- _原文_:
________

まだ夏真っ盛りの八月下旬。
1ヶ月程先に念願のお店を開くのよと聞いたのは、
某ピアニストのご自宅のお庭でのことでした。
お店の場所を訊ねると、築地だという。
市場通りと晴海通りが交叉する四丁目の信号近くだというので、当てずっぽうに「ばらくーだ」のある路地辺りかなと云うと、なんで判るのよと逆に迫られた(笑)。
「ふじむら」の跡地だったりして、なぁーんて付け加えたら、なんとビンゴでありました。
そんなこんなでオープンが愉しみなお店へと、
造作の進捗具合を確かめに寄ったりしてみる。

決して広いとはいえないスペースの中央に、三角形に突き出た骨組みが見える。
そのままの位置でカウンターの立ち上がりの下地になるのだとすると、
ちょっと面白い配置のL型カウンターが出来上がることになるね。
その後二度程様子眺めに足を向けるも、
一見あまり進展がないようにも見えて心配だったりして(笑)。

ファサードに硝子が収まり、両脇にパネルが立つのを眺めて安心したのはもう、
開店日の一週間程前のことでした。
いよいよ開店の日。
街角の花屋さんに寄ってから、件の路地へと向かいます。

ああ、丸い刳り貫きはなんだろうと思っていたら、
店の名を掲げる場所だったのですね。
路地に向け、開店を祝う花たちが覗いています。
横引きの硝子戸を開けると、正面にカウンターの角がくる。
造作の最中に眺めた場所そのままにカウンターが配置されています。

天板では、籐を編んだよなランチョンマットが涼しげに。
カウンターの両翼にそれぞれ4脚。

そして、入って左手コーナーとで都合12名が最大収容人数のこじんまり感がいい。

見上げる札は三枚だけど、
開店初日の品はひと品、「親子丼」のみ。
円で描くお店のロゴを内側に刷り込んだオリジナルのどんぶりで「親子丼」の登場です。

たっぷりの玉子にたっぷりの九条葱が第一印象。
そして、その間にコロコロと鶏の身が覗く。
そっと箸の上に載せていただけば、
玉子の風味や葱の甘さの下から顔を出す出汁の旨みに、嗚呼、しみじみ。

________

- _目的_:
築地の新しい店の開店を綴った原文から、「造作の最中に眺めた場所そのままにカウンターが配置されています。」を含む語句で始まり「円で描くお店のロゴを内側に刷り込んだオリジナルのどんぶりで「親子丼」の登場です。」で終わる部分を正確に書き写すこと。

________

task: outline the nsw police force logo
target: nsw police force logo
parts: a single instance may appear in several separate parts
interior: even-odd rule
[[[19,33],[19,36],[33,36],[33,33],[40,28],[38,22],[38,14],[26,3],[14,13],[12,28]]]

________

- _作業結果_:
造作の最中に眺めた場所そのままにカウンターが配置されています。

天板では、籐を編んだよなランチョンマットが涼しげに。
カウンターの両翼にそれぞれ4脚。

そして、入って左手コーナーとで都合12名が最大収容人数のこじんまり感がいい。

見上げる札は三枚だけど、
開店初日の品はひと品、「親子丼」のみ。
円で描くお店のロゴを内側に刷り込んだオリジナルのどんぶりで「親子丼」の登場です。